== Short problem ==
Starting at the line that contains "Where in the photo" and continuing through the last line, rescale those lines and give back only them, each one included. Multiply every bounding-box coordinate in the answers by 2.1, round to whole numbers with halves going up, and leave all other wording unchanged.

== Material for this task ==
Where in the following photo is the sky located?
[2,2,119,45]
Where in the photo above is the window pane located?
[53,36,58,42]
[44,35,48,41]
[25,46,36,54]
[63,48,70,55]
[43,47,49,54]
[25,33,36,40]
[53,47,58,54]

== Written solution ==
Where in the photo above is the window pane located?
[111,76,122,88]
[92,74,101,86]
[53,97,76,113]
[132,101,147,116]
[90,99,103,113]
[53,69,76,84]
[111,99,122,113]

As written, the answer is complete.